-- Start of Task data --

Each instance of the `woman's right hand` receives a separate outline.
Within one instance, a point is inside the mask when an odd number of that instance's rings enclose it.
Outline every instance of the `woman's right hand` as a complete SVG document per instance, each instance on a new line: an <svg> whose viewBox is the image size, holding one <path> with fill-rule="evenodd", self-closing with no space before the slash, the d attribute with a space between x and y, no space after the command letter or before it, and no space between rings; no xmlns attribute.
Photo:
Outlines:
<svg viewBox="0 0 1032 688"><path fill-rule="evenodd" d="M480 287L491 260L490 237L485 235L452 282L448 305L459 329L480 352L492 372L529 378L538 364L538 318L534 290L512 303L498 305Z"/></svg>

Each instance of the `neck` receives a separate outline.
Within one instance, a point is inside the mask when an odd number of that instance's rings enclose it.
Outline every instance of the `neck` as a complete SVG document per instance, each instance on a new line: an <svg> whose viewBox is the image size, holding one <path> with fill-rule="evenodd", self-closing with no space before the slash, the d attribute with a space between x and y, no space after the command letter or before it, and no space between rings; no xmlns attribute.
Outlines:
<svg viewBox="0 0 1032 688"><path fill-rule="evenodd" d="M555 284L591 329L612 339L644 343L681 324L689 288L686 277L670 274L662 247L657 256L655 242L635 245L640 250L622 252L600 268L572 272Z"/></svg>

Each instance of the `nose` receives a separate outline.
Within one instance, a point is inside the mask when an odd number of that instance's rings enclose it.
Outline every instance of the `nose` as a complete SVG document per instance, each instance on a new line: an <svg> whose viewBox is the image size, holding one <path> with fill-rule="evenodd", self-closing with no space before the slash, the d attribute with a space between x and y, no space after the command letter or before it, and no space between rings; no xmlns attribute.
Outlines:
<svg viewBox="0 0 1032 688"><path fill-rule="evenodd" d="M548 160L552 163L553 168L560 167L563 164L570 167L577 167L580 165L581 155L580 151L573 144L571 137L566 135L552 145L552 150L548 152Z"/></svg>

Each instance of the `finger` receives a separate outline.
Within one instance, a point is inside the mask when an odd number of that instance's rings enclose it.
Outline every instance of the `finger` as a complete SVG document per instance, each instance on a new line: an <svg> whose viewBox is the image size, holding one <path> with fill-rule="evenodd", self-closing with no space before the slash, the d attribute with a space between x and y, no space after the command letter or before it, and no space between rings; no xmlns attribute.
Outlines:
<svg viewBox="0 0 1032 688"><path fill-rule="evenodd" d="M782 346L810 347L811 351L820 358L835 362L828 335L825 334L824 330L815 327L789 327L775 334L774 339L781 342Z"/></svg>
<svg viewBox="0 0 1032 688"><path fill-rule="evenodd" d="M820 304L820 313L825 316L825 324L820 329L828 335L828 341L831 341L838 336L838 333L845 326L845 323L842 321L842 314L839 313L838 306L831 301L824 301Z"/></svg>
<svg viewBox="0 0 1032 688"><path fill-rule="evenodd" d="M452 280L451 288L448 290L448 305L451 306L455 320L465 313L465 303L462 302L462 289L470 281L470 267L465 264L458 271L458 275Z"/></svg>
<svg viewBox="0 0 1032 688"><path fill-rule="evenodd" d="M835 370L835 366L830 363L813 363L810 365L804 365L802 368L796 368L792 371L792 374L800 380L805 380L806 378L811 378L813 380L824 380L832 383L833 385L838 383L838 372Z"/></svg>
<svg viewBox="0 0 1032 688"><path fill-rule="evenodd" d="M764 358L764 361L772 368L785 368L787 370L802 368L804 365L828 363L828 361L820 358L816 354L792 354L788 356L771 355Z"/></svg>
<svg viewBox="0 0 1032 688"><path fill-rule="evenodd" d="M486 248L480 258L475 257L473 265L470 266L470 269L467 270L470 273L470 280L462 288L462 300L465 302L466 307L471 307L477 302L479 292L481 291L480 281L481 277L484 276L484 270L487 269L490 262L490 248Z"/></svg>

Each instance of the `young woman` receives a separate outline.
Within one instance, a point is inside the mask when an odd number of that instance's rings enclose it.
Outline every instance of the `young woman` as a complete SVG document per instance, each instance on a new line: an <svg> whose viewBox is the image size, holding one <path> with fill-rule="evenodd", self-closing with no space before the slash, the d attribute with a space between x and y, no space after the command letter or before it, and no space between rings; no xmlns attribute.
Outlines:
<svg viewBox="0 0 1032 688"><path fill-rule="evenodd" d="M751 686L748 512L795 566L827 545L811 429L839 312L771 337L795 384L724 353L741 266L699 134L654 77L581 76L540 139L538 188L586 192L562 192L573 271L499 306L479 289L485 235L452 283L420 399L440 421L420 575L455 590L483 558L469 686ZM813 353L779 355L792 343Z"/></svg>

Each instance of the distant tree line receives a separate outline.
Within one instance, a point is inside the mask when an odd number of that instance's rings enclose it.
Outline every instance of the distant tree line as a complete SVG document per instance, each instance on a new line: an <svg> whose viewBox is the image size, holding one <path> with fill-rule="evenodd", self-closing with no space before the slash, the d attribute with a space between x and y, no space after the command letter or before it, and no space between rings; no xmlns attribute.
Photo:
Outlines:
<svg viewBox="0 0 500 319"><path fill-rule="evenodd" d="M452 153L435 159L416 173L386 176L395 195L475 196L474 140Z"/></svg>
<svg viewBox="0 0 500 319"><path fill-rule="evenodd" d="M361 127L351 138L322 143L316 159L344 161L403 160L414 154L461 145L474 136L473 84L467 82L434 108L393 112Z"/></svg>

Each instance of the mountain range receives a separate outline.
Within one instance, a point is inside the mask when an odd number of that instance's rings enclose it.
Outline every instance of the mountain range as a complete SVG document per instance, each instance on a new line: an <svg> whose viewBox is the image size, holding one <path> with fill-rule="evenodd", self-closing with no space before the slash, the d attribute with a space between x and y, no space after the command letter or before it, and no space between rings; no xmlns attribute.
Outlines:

-- End of Task data --

**What you will do:** Could you put every line of the listing above into a JSON list of strings, one string per line, with blank lines left out?

**Finished exercise:**
[
  "Each instance of the `woman's right hand` receives a separate outline.",
  "Within one instance, a point is inside the mask when an odd number of that instance's rings enclose it.",
  "Outline every instance of the `woman's right hand` as a complete SVG document per instance, each instance on a new line: an <svg> whose viewBox is the image size, holding one <path> with fill-rule=\"evenodd\", self-closing with no space before the slash, the d attribute with a space between x and y, no space after the command letter or before it, and no space between rings; no xmlns attribute.",
  "Photo:",
  "Outlines:",
  "<svg viewBox=\"0 0 1032 688\"><path fill-rule=\"evenodd\" d=\"M480 287L491 260L490 237L485 235L452 282L448 305L459 329L480 352L492 372L529 378L538 364L538 318L534 290L512 303L498 305Z\"/></svg>",
  "Each instance of the `neck` receives a separate outline.",
  "Within one instance, a point is inside the mask when an odd number of that instance's rings enclose it.",
  "Outline every instance of the `neck` as a complete SVG document per instance, each instance on a new line: an <svg> whose viewBox is the image size, holding one <path> with fill-rule=\"evenodd\", self-closing with no space before the slash, the d attribute with a space between x and y, no space after the command letter or before it, and no space between rings; no xmlns attribute.",
  "Outlines:",
  "<svg viewBox=\"0 0 1032 688\"><path fill-rule=\"evenodd\" d=\"M555 284L591 329L612 339L644 343L681 324L689 288L686 277L670 274L662 247L657 256L655 242L635 245L640 250L622 252L600 268L572 272Z\"/></svg>",
  "Each instance of the `nose` receives a separate outline.",
  "Within one instance, a point is inside the mask when an odd number of that instance's rings enclose it.",
  "Outline every instance of the `nose` as a complete SVG document per instance, each instance on a new line: an <svg> whose viewBox is the image size, holding one <path> with fill-rule=\"evenodd\", self-closing with no space before the slash, the d attribute with a space between x and y, no space after the command letter or before it, and no space between rings; no xmlns attribute.",
  "Outlines:",
  "<svg viewBox=\"0 0 1032 688\"><path fill-rule=\"evenodd\" d=\"M548 160L552 163L553 168L560 167L563 164L570 167L577 167L580 165L581 155L580 151L573 144L571 137L566 135L552 145L552 150L548 152Z\"/></svg>",
  "Each instance of the `finger` receives a separate outline.",
  "Within one instance, a point is inside the mask when an odd number of that instance's rings enclose it.",
  "Outline every instance of the `finger` as a complete SVG document per instance, each instance on a new line: an <svg> whose viewBox is the image size, holding one <path> with fill-rule=\"evenodd\", self-closing with no space before the slash, the d attribute with a space between x and y, no space after the command letter or before it, and no space between rings; no xmlns attribute.",
  "Outlines:",
  "<svg viewBox=\"0 0 1032 688\"><path fill-rule=\"evenodd\" d=\"M782 346L810 347L811 351L820 358L835 362L828 335L825 334L824 330L815 327L789 327L775 334L774 339L781 342Z\"/></svg>",
  "<svg viewBox=\"0 0 1032 688\"><path fill-rule=\"evenodd\" d=\"M820 304L820 313L825 316L825 324L820 329L828 335L828 341L831 341L838 336L838 333L845 326L845 323L842 321L842 314L839 313L838 306L831 301L824 301Z\"/></svg>",
  "<svg viewBox=\"0 0 1032 688\"><path fill-rule=\"evenodd\" d=\"M452 280L451 288L448 290L448 305L451 306L455 320L465 313L465 303L462 302L462 289L470 281L470 267L465 264L458 271L458 275Z\"/></svg>",
  "<svg viewBox=\"0 0 1032 688\"><path fill-rule=\"evenodd\" d=\"M835 370L835 366L830 363L813 363L810 365L804 365L802 368L796 368L792 371L792 374L800 380L805 380L806 378L811 378L813 380L824 380L832 383L833 385L838 383L838 372Z\"/></svg>",
  "<svg viewBox=\"0 0 1032 688\"><path fill-rule=\"evenodd\" d=\"M764 358L764 361L772 368L785 368L787 370L802 368L804 365L828 363L828 361L820 358L816 354L792 354L788 356L771 355Z\"/></svg>",
  "<svg viewBox=\"0 0 1032 688\"><path fill-rule=\"evenodd\" d=\"M486 248L480 258L475 257L473 265L470 266L470 269L467 270L470 273L470 280L462 288L462 300L465 302L466 307L471 307L477 302L479 292L481 291L480 281L481 277L484 276L484 270L487 269L490 262L490 248Z\"/></svg>",
  "Each instance of the `young woman` receives a separate outline.",
  "Within one instance, a point is inside the mask when an odd number of that instance's rings enclose it.",
  "Outline every instance of the `young woman` as a complete SVG document per instance, each instance on a new line: an <svg> whose viewBox is the image size, holding one <path> with fill-rule=\"evenodd\", self-closing with no space before the slash, the d attribute with a space between x and y, no space after the command letter or before it, and no space between rings; no xmlns attribute.",
  "Outlines:",
  "<svg viewBox=\"0 0 1032 688\"><path fill-rule=\"evenodd\" d=\"M751 686L748 512L795 566L827 545L811 429L839 312L771 337L795 384L724 353L741 266L699 134L654 77L581 76L540 139L538 188L586 192L562 192L573 271L499 306L479 289L485 235L452 283L420 399L440 421L420 575L455 590L483 558L469 686ZM813 353L779 355L792 343Z\"/></svg>",
  "Each instance of the distant tree line receives a separate outline.",
  "Within one instance, a point is inside the mask when an odd number of that instance's rings enclose it.",
  "Outline every instance of the distant tree line as a complete SVG document per instance, each instance on a new line: an <svg> whose viewBox is the image size, holding one <path> with fill-rule=\"evenodd\", self-closing with no space before the slash, the d attribute with a space between x and y, no space after the command letter or before it, and no space between rings; no xmlns attribute.",
  "Photo:",
  "Outlines:",
  "<svg viewBox=\"0 0 500 319\"><path fill-rule=\"evenodd\" d=\"M452 153L435 159L416 173L386 176L395 195L475 196L474 140Z\"/></svg>",
  "<svg viewBox=\"0 0 500 319\"><path fill-rule=\"evenodd\" d=\"M361 127L351 138L322 143L316 159L344 161L403 160L414 154L461 145L474 136L473 84L467 82L434 108L393 112Z\"/></svg>",
  "Each instance of the mountain range receives a separate outline.",
  "Within one instance, a point is inside the mask when an odd number of that instance's rings enclose it.",
  "Outline every instance of the mountain range as a complete SVG document per instance, each instance on a new line: an <svg> whose viewBox is the image size, holding one <path> with fill-rule=\"evenodd\", self-closing with no space before the slash, the d attribute with a space between x and y, no space after the command letter or before it, and no space between rings; no xmlns attribute.",
  "Outlines:"
]